WHAT YOU ARE ASKED TO DO:
Render as a numbered list the lines beginning with the one that contains "Tag the black" and ending with the one that contains "[(228, 332)]", both included. Leave out any blank lines.

(Stored items from a collection)
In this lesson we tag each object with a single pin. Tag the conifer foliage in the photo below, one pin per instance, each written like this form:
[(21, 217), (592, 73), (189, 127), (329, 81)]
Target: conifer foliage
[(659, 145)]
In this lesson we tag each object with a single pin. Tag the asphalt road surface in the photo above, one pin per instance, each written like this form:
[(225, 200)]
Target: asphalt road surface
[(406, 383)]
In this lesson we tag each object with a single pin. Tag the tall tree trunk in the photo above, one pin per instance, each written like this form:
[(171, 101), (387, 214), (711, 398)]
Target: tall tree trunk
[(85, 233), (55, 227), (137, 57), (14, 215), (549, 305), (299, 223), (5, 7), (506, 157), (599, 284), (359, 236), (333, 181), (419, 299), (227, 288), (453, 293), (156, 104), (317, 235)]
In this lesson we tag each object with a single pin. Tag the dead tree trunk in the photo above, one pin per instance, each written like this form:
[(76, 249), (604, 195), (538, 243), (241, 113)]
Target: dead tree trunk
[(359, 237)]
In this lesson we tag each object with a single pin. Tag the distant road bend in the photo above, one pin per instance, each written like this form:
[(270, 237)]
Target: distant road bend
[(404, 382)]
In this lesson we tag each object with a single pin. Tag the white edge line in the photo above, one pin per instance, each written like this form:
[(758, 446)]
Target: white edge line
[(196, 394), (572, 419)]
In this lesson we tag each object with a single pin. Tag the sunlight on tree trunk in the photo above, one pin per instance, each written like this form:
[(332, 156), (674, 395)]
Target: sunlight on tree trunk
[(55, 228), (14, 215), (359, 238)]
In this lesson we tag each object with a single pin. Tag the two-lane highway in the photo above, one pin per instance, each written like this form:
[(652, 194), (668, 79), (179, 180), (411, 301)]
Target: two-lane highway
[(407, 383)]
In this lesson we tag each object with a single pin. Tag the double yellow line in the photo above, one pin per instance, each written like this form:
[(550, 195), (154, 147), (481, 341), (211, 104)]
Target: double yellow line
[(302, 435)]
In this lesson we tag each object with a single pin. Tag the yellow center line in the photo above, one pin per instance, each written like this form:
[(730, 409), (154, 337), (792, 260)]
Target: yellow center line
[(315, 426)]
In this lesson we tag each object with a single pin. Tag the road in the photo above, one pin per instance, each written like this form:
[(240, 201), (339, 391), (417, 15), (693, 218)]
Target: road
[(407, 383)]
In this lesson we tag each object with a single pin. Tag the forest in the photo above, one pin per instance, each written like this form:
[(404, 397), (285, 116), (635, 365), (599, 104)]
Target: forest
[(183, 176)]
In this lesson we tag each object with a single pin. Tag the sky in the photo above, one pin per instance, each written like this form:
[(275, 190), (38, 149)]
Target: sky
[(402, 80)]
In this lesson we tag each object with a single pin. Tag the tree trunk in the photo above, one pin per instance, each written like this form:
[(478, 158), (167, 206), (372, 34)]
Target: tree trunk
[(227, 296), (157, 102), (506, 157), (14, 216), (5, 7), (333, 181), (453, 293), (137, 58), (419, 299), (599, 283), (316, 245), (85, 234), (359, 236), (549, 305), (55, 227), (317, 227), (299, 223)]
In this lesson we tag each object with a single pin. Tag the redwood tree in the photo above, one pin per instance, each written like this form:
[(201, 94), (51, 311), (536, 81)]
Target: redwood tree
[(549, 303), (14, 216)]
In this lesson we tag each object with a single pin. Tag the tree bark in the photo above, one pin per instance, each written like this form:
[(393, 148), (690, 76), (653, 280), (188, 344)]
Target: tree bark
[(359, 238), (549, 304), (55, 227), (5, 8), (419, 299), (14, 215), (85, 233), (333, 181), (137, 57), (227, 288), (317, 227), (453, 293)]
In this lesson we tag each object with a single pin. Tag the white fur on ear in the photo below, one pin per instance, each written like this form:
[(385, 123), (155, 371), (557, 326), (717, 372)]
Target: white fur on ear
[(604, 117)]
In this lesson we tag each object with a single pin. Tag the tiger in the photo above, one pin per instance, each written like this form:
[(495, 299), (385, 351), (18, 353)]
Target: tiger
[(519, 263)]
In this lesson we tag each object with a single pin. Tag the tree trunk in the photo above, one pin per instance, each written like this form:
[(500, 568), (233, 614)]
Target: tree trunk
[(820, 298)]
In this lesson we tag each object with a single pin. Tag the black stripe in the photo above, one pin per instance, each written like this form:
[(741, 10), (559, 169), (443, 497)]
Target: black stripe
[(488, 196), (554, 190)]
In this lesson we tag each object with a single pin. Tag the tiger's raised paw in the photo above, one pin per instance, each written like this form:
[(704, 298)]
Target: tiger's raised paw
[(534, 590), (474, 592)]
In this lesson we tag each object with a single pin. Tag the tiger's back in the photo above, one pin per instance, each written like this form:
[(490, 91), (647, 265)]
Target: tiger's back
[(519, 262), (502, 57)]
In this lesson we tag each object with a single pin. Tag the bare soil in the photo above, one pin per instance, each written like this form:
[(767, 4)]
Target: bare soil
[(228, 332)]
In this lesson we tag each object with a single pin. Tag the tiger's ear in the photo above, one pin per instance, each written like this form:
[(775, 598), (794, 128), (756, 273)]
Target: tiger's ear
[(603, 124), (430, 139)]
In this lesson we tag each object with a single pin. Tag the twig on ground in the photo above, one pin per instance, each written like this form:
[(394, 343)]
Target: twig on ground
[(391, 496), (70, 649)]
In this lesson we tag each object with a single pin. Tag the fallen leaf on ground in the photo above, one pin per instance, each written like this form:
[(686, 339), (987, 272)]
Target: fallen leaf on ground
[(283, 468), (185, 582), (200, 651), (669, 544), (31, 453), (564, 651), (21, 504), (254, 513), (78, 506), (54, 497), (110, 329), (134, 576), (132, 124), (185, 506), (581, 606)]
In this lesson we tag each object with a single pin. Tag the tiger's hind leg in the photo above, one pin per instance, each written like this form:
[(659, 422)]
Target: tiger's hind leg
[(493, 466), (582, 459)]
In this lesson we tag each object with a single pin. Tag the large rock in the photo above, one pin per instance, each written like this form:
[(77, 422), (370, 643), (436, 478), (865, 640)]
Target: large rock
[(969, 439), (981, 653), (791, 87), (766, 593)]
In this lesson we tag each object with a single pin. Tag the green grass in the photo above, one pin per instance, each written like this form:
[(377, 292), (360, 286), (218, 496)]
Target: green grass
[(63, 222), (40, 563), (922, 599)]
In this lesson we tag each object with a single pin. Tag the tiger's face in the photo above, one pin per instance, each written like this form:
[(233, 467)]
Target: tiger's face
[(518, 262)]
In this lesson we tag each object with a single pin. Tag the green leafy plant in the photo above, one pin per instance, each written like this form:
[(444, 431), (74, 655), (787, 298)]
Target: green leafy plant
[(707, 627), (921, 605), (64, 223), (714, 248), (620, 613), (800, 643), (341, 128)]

SOLUTION FOR THIS TASK:
1. In this lesson we tag each object with a single pin. Tag the black stripe in the photo above, one pin per instance, each written like this form:
2. [(741, 10), (559, 169), (443, 497)]
3. Target: black stripe
4. [(488, 196), (554, 190)]
5. In this lesson we tag each object with a single pin. Tag the tiger's raised paw in the photo above, one pin per instance, each written like this form:
6. [(704, 298)]
7. Target: tiger's raised paw
8. [(534, 590), (474, 592)]
9. In this lesson we tag each object with a single pin. Tag the tiger's back in the photo above, one pin per instance, each written like this form:
10. [(490, 91), (647, 265)]
11. Target: tiger's back
12. [(519, 262), (502, 57)]
13. In this lesson we tag each object with a single pin. Tag the bare soil in the photo above, one pin per instance, each written like this form:
14. [(767, 4)]
15. Target: bare soil
16. [(228, 332)]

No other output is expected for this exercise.